- **Dados fornecidos**:
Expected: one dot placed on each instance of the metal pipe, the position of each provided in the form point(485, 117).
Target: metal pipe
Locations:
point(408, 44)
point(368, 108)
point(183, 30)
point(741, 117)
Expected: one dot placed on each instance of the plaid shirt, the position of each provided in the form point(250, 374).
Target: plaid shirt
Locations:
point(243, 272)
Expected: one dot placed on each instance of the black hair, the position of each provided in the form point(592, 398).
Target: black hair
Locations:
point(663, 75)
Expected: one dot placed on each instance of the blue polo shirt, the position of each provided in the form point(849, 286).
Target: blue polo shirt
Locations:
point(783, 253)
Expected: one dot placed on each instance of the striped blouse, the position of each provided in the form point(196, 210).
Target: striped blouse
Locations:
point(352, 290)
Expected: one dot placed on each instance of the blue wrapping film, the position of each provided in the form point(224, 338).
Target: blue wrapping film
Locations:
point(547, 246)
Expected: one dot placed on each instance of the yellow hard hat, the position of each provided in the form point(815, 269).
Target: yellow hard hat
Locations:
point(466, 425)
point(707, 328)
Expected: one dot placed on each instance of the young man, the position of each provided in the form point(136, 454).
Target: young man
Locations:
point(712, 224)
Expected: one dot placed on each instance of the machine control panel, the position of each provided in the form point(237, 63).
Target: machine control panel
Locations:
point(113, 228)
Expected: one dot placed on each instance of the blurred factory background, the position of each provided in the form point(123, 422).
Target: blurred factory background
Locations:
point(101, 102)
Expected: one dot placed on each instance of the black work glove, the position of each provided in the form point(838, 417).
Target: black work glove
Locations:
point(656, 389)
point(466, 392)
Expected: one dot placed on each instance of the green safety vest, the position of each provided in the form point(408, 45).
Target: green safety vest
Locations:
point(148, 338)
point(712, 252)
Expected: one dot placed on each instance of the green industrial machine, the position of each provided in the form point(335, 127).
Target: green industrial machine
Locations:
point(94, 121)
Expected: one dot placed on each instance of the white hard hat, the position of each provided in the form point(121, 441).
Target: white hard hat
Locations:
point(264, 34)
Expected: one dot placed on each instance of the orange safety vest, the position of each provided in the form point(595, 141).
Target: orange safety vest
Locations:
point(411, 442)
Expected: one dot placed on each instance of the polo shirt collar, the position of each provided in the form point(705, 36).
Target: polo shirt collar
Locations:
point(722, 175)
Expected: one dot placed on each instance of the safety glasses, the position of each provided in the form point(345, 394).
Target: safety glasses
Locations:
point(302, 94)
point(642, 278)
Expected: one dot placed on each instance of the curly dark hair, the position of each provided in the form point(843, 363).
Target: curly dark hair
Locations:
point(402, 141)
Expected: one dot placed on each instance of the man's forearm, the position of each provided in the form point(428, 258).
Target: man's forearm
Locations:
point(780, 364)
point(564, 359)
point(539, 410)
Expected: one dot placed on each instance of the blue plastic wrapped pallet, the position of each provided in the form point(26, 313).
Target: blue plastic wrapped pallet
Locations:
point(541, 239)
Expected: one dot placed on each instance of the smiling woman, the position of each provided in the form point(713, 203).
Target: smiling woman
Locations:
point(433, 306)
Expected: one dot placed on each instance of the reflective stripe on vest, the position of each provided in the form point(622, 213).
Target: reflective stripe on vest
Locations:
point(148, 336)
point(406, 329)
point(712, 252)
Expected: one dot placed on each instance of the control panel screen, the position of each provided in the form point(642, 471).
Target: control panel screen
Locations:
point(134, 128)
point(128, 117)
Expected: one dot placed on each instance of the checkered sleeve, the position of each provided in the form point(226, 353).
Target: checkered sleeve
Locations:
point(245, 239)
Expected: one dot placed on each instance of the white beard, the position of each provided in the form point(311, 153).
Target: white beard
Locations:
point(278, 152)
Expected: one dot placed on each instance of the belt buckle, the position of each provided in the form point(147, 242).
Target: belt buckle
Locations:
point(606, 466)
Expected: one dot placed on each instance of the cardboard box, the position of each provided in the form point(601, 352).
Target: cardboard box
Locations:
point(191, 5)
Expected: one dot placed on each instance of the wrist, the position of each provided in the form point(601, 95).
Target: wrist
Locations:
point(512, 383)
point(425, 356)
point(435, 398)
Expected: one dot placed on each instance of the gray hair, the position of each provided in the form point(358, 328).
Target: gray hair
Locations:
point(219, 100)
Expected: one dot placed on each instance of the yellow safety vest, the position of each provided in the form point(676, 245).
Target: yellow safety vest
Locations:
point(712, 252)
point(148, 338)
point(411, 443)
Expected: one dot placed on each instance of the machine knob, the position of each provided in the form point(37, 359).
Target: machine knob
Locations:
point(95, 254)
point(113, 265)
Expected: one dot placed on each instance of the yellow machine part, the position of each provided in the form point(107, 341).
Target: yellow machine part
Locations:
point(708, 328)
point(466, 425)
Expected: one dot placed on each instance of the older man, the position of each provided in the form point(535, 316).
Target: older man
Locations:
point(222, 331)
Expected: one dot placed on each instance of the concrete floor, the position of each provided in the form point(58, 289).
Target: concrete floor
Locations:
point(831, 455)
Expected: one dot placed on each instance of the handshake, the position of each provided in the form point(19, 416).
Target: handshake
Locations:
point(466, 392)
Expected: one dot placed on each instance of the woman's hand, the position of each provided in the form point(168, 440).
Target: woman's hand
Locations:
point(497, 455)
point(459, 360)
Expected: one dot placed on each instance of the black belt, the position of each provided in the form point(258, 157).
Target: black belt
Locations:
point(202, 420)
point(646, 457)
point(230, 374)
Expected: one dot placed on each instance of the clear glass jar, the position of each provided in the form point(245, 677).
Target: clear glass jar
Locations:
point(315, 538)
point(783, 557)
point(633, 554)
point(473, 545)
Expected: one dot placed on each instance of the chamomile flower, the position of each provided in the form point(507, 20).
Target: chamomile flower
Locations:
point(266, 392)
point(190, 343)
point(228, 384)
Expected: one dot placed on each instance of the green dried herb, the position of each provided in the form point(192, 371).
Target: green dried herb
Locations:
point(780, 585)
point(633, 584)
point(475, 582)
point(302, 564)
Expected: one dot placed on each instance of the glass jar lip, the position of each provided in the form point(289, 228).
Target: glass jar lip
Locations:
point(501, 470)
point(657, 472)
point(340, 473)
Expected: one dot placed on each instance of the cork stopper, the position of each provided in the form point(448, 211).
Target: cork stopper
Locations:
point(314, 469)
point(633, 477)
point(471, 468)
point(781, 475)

- **Instruções da tarefa**: Expresse como CSV de duas colunas, "texto" e "resposta", as linhas que começam na que contém "Expected: one dot placed on each instance of the yellow machine" e seguem até o fim. Faça um registro por item, com o texto e a resposta de cada um em campos entre aspas e as quebras de linha trocadas por espaços.

- **Resultado da tarefa**:
texto,resposta
"Expected: one dot placed on each instance of the yellow machine part, the position of each provided in the form point(107, 341). Target: yellow machine part Locations:","point(708, 328) point(466, 425)"
"Expected: one dot placed on each instance of the older man, the position of each provided in the form point(535, 316). Target: older man Locations:","point(222, 331)"
"Expected: one dot placed on each instance of the concrete floor, the position of each provided in the form point(58, 289). Target: concrete floor Locations:","point(831, 455)"
"Expected: one dot placed on each instance of the handshake, the position of each provided in the form point(19, 416). Target: handshake Locations:","point(466, 392)"
"Expected: one dot placed on each instance of the woman's hand, the position of each provided in the form point(168, 440). Target: woman's hand Locations:","point(497, 455) point(459, 360)"
"Expected: one dot placed on each instance of the black belt, the position of each provided in the form point(258, 157). Target: black belt Locations:","point(202, 420) point(646, 457) point(230, 374)"
"Expected: one dot placed on each instance of the clear glass jar, the position of each provided in the form point(245, 677). Target: clear glass jar Locations:","point(315, 538) point(783, 557) point(633, 554) point(473, 545)"
"Expected: one dot placed on each instance of the chamomile flower, the position of each provided in the form point(507, 20). Target: chamomile flower Locations:","point(266, 392) point(190, 343) point(228, 384)"
"Expected: one dot placed on each instance of the green dried herb, the position of each provided in the form point(192, 371). Target: green dried herb Locations:","point(780, 585) point(633, 584) point(475, 582) point(302, 564)"
"Expected: one dot placed on each instance of the glass jar lip, the position of each provided in the form point(289, 228). Target: glass jar lip Locations:","point(501, 470) point(657, 472) point(340, 473)"
"Expected: one dot placed on each instance of the cork stopper, the position of each provided in the form point(448, 211). Target: cork stopper Locations:","point(314, 469) point(633, 477) point(471, 468) point(781, 475)"